WHAT IS NEEDED: Could you write out the data again, from its first line through the line with "box: [107, 115, 639, 504]", switching "rough mask" to "coarse mask" and leaving everything else as it is?
--
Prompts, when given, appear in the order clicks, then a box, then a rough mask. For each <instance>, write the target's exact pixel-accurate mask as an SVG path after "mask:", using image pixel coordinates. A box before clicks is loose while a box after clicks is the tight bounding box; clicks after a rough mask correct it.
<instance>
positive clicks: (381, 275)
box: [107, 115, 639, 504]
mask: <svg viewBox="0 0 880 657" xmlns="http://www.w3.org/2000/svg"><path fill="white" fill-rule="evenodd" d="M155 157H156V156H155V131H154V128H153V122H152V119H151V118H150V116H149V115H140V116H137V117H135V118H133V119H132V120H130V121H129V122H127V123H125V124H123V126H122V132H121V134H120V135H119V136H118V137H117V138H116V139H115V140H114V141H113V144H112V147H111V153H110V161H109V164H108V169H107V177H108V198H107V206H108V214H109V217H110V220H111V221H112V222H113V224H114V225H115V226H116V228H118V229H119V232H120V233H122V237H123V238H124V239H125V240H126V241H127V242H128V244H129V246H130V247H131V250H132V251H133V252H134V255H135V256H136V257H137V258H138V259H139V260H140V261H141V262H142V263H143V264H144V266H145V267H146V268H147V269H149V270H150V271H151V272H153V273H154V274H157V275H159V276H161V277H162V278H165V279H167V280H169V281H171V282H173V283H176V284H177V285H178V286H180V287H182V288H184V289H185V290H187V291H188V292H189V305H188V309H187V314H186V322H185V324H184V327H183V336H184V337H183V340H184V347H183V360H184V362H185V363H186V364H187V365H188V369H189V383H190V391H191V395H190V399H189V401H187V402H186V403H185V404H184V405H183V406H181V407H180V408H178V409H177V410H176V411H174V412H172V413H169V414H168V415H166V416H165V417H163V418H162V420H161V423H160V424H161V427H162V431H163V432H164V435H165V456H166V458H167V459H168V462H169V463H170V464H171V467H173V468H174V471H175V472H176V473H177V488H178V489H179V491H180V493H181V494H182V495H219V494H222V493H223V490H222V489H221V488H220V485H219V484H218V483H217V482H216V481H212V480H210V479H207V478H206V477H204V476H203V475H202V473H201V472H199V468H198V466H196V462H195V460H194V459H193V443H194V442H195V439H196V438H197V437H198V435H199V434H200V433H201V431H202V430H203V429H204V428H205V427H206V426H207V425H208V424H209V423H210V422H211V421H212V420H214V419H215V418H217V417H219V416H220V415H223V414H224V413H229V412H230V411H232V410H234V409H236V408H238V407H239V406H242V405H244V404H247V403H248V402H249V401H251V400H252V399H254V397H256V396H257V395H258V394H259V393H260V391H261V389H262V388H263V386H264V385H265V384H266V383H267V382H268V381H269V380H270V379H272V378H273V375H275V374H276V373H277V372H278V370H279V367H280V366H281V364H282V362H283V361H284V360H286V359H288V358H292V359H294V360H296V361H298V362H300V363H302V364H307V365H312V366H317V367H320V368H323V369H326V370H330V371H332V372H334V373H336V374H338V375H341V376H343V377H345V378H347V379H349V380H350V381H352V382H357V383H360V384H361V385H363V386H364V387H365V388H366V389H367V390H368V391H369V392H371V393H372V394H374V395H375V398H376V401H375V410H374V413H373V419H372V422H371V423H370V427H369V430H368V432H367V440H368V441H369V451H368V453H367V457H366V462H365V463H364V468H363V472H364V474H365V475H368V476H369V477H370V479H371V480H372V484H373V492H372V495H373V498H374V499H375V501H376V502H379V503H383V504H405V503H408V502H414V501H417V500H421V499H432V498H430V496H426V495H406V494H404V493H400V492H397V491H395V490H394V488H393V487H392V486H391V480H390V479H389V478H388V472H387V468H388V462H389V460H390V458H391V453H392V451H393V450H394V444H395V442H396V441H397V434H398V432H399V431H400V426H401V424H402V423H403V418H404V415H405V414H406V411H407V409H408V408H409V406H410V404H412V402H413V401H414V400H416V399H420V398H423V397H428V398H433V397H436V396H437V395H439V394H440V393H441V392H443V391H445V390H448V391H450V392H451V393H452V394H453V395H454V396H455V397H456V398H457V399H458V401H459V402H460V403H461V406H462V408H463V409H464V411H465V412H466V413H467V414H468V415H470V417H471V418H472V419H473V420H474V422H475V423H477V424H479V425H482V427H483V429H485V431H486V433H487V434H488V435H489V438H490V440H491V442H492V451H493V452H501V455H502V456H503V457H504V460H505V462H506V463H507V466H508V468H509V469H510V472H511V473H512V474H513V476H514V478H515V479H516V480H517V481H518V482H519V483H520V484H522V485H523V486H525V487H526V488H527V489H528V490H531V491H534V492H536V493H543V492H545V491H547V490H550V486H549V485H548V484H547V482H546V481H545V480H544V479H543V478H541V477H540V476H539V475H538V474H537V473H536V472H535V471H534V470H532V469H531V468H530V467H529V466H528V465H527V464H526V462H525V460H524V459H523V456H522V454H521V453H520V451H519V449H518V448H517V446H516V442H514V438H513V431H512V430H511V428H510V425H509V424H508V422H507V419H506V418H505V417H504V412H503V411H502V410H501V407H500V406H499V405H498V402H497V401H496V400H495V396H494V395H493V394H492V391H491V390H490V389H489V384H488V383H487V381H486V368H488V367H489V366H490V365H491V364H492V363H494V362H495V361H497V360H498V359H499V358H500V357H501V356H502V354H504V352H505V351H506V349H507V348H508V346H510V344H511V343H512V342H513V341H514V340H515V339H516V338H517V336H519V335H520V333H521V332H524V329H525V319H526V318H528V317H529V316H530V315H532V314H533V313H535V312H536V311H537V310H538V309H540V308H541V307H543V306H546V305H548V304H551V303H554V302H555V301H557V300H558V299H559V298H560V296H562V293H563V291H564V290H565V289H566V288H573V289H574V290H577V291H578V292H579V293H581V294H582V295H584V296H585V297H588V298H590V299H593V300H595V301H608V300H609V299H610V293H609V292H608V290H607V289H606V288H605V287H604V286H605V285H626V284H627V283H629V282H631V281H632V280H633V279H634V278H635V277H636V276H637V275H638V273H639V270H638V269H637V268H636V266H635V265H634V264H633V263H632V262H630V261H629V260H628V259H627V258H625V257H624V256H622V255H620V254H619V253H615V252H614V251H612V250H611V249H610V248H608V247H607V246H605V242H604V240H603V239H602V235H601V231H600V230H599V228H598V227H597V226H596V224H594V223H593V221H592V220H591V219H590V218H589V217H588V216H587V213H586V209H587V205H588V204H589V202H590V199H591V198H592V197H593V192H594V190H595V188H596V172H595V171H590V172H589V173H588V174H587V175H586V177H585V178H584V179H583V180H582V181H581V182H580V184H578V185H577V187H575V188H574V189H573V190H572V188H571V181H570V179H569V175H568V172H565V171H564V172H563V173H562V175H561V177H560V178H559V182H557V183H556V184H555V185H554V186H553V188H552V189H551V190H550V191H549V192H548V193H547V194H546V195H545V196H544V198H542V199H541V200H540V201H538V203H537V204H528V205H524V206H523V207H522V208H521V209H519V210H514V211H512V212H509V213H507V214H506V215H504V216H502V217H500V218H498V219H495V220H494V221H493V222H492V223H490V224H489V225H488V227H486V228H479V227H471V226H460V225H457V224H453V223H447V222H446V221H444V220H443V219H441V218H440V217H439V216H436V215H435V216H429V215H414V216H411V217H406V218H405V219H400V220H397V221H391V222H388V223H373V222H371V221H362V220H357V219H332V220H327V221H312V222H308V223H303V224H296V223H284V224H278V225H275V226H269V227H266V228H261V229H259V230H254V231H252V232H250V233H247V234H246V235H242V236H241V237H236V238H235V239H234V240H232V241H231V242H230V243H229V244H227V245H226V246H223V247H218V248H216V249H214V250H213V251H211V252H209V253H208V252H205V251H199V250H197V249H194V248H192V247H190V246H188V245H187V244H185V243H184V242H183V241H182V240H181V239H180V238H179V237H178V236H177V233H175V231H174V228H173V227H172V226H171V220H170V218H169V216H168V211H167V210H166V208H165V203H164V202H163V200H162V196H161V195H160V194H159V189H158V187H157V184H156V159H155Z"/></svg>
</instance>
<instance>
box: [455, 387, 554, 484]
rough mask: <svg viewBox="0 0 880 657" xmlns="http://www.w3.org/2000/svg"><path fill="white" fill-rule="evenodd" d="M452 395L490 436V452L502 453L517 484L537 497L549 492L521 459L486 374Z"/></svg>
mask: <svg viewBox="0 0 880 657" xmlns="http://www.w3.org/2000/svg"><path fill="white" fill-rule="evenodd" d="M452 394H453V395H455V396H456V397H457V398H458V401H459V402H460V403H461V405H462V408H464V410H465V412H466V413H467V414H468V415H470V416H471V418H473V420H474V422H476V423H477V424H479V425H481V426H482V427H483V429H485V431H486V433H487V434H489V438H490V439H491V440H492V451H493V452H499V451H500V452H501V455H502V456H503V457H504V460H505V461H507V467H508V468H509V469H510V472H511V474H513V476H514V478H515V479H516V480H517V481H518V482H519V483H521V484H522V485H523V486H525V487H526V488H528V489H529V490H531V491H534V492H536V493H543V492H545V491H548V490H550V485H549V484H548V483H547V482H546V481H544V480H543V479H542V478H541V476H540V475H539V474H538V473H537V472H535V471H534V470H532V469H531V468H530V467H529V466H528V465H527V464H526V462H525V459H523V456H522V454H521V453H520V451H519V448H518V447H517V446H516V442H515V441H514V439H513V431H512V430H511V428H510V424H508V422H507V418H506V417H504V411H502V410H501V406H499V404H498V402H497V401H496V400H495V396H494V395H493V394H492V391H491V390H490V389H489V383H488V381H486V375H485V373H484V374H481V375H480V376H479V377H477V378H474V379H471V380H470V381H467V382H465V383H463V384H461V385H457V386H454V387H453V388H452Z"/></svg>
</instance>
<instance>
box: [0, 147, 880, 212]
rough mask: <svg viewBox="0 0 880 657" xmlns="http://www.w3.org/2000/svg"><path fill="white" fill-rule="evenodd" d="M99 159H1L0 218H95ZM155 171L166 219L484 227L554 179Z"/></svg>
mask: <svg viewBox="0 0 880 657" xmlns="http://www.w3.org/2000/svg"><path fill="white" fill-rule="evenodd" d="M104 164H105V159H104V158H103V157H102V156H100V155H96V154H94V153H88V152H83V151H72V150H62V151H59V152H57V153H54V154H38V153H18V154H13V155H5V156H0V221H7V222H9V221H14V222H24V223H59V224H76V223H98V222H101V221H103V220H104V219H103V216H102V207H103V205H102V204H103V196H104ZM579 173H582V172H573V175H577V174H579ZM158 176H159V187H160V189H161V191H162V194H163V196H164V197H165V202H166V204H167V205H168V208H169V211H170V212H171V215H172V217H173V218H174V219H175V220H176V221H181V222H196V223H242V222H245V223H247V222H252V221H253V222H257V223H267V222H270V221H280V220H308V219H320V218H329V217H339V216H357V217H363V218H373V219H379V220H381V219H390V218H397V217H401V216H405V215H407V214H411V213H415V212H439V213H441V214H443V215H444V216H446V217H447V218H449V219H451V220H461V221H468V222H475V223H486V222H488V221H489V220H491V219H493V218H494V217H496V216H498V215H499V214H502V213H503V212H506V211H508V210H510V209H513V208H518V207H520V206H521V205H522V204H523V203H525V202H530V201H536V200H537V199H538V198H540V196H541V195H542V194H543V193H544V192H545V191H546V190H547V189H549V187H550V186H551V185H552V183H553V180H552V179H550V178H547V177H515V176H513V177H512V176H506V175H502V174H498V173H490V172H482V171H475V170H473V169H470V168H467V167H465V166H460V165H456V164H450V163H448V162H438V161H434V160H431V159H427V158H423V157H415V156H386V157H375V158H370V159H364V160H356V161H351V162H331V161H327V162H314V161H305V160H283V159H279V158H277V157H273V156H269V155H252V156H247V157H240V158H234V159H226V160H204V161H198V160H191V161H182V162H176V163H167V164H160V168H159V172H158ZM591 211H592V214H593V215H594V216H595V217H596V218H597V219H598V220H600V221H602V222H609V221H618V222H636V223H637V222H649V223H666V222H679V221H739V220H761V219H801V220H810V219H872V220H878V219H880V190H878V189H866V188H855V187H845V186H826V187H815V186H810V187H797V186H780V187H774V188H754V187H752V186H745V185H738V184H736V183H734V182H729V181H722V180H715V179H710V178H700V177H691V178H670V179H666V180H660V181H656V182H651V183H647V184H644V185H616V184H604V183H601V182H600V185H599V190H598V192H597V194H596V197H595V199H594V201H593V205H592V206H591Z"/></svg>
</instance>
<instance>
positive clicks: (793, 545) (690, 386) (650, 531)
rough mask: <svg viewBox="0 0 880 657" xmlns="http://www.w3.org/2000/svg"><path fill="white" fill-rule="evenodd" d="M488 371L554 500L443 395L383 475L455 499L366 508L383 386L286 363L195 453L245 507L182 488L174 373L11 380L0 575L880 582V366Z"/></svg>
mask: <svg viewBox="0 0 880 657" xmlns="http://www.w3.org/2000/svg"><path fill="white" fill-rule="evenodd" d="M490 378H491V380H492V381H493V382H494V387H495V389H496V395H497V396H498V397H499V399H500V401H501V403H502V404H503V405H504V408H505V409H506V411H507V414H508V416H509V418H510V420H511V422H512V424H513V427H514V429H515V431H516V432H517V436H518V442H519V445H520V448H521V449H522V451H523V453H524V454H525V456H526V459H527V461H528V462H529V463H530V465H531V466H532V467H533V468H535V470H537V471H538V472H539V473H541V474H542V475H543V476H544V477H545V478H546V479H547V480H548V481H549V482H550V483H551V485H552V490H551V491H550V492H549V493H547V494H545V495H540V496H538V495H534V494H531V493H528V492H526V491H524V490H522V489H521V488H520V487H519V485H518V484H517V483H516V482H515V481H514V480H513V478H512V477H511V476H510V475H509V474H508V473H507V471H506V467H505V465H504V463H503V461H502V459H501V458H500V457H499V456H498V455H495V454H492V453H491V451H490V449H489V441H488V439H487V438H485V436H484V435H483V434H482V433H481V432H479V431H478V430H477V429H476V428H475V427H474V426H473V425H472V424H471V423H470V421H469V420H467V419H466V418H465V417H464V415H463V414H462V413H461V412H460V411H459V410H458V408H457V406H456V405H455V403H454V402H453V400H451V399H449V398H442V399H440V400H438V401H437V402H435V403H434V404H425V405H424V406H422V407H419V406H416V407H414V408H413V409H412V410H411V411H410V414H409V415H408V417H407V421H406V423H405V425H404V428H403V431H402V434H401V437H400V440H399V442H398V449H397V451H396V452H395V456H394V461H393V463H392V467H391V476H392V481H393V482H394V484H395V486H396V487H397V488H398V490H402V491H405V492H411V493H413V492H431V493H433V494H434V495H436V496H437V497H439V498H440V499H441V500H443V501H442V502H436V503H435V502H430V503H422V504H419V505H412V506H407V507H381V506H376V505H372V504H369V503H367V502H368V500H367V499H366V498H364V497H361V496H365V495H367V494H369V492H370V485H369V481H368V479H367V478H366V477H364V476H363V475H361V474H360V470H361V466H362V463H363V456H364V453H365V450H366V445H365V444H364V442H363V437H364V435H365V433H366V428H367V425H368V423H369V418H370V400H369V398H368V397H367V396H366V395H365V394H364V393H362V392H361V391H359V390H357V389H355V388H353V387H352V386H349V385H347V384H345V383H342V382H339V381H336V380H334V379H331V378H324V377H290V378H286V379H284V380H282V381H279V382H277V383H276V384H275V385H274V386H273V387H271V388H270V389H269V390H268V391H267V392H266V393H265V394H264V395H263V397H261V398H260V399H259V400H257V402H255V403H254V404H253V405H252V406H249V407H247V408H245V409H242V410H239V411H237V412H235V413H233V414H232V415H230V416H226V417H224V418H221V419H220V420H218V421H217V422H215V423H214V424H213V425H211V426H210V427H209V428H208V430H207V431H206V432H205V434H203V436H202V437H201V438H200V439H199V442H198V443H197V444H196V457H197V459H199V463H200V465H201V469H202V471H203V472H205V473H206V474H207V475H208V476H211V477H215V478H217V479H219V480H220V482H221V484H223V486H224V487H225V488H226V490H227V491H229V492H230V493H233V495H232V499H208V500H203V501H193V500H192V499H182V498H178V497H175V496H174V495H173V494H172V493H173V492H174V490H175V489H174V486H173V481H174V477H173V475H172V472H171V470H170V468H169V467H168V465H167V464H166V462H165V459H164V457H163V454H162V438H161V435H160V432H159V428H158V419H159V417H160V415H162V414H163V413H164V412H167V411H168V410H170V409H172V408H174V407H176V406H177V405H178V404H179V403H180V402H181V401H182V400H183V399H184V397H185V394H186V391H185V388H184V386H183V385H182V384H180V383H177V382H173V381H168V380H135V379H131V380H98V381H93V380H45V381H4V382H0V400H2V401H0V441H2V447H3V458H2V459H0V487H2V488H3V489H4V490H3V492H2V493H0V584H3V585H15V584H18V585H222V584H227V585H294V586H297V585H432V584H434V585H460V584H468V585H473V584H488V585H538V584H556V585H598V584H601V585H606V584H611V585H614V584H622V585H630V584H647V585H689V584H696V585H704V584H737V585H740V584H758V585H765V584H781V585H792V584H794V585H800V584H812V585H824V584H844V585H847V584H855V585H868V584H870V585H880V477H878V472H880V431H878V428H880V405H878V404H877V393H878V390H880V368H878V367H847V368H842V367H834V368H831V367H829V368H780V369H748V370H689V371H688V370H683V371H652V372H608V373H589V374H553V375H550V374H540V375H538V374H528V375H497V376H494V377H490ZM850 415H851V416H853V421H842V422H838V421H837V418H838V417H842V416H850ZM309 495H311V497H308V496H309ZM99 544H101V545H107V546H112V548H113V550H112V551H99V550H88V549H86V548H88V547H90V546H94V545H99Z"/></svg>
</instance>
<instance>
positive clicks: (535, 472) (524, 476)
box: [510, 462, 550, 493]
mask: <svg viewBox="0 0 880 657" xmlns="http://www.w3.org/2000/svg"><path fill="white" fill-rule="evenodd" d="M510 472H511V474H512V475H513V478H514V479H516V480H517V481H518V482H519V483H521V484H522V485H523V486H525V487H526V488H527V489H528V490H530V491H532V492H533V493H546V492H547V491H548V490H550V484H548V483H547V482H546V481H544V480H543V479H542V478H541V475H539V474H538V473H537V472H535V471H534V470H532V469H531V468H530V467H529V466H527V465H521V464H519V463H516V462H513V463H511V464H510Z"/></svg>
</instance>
--
THE COMPLETED TASK:
Prompts, when given, appear in the order clicks, then a box, then a coarse mask. For each <instance>, write the target's exact pixel-accurate mask as an SVG path after "mask:", using image pixel coordinates. A box before clicks is loose while a box after clicks is the tight bounding box; clicks after a coarse mask correct it.
<instance>
positive clicks: (381, 275)
box: [107, 115, 639, 504]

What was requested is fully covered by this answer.